Set each line of the material below down word for word, from the first through the line that holds "Put one point on each instance of the mountain", but not the pictures.
□ □ □
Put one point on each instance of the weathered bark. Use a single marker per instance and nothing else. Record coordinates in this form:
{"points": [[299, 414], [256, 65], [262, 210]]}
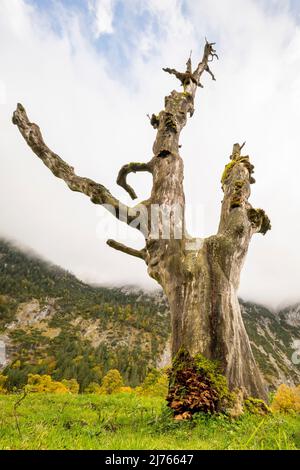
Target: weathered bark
{"points": [[199, 277]]}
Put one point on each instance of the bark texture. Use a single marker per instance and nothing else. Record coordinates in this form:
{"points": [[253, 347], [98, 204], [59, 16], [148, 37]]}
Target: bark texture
{"points": [[199, 277]]}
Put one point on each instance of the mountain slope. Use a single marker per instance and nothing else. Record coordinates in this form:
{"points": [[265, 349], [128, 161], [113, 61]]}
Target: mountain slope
{"points": [[50, 322]]}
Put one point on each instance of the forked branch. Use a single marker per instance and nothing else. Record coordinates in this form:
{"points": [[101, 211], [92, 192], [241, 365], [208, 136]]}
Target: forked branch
{"points": [[98, 193], [126, 249]]}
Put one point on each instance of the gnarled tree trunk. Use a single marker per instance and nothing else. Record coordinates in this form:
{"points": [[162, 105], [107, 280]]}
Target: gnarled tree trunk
{"points": [[199, 277]]}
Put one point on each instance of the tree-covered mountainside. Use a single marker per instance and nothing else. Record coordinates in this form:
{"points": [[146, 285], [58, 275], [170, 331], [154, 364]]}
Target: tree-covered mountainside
{"points": [[52, 323]]}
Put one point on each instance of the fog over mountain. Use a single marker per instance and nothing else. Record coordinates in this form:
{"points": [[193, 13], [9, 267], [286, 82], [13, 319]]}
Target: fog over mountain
{"points": [[85, 69]]}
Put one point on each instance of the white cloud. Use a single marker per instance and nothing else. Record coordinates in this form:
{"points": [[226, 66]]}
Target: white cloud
{"points": [[104, 14], [98, 122]]}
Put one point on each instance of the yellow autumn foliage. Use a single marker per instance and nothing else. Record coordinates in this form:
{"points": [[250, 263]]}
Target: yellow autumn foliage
{"points": [[43, 383], [286, 399]]}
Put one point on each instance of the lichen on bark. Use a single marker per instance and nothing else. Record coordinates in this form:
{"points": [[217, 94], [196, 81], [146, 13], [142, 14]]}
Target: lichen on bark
{"points": [[199, 277]]}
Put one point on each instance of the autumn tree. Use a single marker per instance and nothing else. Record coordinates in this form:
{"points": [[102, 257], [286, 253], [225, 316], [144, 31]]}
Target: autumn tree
{"points": [[200, 277]]}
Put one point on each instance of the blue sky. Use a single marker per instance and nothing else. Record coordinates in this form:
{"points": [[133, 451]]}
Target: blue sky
{"points": [[85, 68]]}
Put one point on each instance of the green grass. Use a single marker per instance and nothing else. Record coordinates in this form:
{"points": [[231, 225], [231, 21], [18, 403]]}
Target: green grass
{"points": [[127, 421]]}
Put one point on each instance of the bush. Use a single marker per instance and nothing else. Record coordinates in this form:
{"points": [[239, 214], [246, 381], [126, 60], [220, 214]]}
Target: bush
{"points": [[3, 380], [112, 382], [43, 383], [93, 387], [72, 385], [286, 399], [126, 390], [155, 384]]}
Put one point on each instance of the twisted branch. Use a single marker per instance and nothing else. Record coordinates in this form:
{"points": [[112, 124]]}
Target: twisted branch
{"points": [[131, 168], [126, 249], [98, 193]]}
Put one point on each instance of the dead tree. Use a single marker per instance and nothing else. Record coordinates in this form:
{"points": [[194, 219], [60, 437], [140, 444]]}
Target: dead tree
{"points": [[200, 277]]}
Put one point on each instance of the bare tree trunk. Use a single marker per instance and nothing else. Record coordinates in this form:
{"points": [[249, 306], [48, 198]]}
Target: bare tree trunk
{"points": [[199, 277]]}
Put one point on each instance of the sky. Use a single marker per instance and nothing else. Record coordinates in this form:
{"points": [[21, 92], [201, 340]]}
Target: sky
{"points": [[89, 71]]}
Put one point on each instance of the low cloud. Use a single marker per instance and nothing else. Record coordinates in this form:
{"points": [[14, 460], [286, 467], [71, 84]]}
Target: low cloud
{"points": [[94, 116]]}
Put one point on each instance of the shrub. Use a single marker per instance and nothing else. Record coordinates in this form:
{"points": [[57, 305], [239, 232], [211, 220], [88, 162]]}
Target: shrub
{"points": [[126, 390], [93, 387], [155, 384], [256, 406], [43, 383], [112, 382], [72, 385], [286, 399], [3, 380]]}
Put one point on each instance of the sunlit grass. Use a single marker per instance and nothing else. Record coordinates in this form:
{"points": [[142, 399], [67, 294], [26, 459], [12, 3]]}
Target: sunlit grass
{"points": [[128, 421]]}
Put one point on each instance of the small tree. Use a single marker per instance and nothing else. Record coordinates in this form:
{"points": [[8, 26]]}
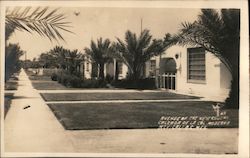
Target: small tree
{"points": [[134, 52], [12, 63], [99, 53]]}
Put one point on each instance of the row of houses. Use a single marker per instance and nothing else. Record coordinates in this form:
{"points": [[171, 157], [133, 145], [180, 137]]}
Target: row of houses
{"points": [[179, 69]]}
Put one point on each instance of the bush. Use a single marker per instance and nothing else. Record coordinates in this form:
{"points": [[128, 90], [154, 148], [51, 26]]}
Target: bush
{"points": [[54, 77], [147, 83], [93, 83], [109, 78], [69, 80]]}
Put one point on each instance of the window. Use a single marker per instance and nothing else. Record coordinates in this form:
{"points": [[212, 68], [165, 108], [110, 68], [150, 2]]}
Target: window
{"points": [[87, 67], [152, 68], [196, 65], [120, 67]]}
□ □ □
• Answer for the task
Put one point on each instance of the weathered bark. Use a single marker per instance and nothing else. Record coordinates in this form:
{"points": [[299, 414], [256, 65], [262, 210]]}
Target: weathered bark
{"points": [[199, 277]]}
Put one point on each instance of the bark texture. Use a single marker per instance and nothing else. Record coordinates in this form:
{"points": [[253, 347], [98, 204], [59, 16], [148, 37]]}
Target: bark texture
{"points": [[199, 277]]}
Put one point on each instance of the mountain slope. Use a single marker per instance and nothing else. Record coordinates in this form:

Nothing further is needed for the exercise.